▸ WORK TO BE COMPLETED:
Please copy everything from the start of the rows down to the line containing "305,154,471,312", both ends included, and scale each bounding box coordinate in the answers by 1.55, rounding to whole numbers with halves going up. Keep every other line unchanged, including the sample coordinates that illustrate the format.

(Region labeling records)
--------------------------------

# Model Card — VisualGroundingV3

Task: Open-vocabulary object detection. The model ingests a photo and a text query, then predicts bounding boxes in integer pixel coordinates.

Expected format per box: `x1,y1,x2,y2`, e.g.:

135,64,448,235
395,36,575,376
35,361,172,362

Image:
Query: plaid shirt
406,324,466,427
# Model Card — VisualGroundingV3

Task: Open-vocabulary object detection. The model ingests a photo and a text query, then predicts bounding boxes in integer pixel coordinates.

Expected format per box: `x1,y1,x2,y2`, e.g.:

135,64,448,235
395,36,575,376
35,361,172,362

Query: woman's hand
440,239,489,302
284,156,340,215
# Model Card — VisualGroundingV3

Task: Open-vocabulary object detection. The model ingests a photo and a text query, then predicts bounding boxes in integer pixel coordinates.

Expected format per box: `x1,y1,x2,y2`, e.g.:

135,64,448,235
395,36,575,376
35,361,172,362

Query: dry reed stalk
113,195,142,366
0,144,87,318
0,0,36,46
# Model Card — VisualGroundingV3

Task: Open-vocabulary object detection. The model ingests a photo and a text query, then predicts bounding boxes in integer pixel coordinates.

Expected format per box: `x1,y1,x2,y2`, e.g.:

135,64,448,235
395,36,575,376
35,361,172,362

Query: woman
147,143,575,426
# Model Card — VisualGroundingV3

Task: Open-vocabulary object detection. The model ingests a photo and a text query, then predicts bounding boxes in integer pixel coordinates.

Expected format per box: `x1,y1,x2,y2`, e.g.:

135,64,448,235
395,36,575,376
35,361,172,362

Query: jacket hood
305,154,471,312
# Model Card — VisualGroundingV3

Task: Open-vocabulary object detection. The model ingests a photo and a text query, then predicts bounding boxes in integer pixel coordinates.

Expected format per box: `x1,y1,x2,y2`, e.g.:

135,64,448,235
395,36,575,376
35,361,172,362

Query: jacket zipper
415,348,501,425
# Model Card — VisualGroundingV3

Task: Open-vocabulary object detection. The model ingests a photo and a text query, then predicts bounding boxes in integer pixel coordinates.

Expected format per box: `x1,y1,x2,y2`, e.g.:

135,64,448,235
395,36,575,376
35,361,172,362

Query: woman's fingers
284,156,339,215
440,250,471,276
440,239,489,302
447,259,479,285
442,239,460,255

--------------------------------

▸ RESULT OF THE TASK:
# Model Card — VisualGroundingV3

Task: Open-vocabulary object detection. The model ingests a photo and a text query, then predicts bounding boxes in integer pixel coordinates.

Expected format per box: `x1,y1,x2,y2`, e.g.:

135,64,448,235
395,36,575,376
35,361,172,362

Image:
Query: plaid shirt
629,502,722,662
# Model Card — VisualGroundingV3

Task: Open-vocabulary object detection. The model ingests a photo and a text query, then predicts bounding boxes in integer pixel coordinates.

Expected format per box: `x1,y1,x2,y2`, e.g.:

135,64,448,235
395,36,575,376
35,361,172,362

Query: woman's hand
682,370,758,468
440,242,527,333
# Model Card — VisualGroundingV3

Task: Open-vocabulary object detection. The model ingests a photo and a text query, then predicts bounding boxes in integer pixel coordinates.

Expected format per box: `x1,y1,x2,y2`, e.g.:

135,64,448,235
395,36,575,376
35,361,172,362

Query: dry reed stalk
175,302,220,567
0,223,135,493
0,0,56,71
# Model Card — VisualGroundingV3

Task: Open-vocabulary object detection. The model ingests a photo and a text query, then predicts bounding boxes in integer pixel coordinates.

Expected format per box: `x1,y1,x2,y2`, e.g.:

135,64,448,235
395,36,575,376
35,361,172,362

Query: woman
228,222,891,660
# Model Card — VisualGroundingV3

Task: Open-vocabulary object detection. The model ingests a photo and a text query, then predicts bounding boxes in integer pixel coordinates.

Expected format per box: `x1,y1,x2,y2`, e.g.:

135,64,448,235
395,36,575,376
35,361,172,362

Query: jacket hood
473,239,730,484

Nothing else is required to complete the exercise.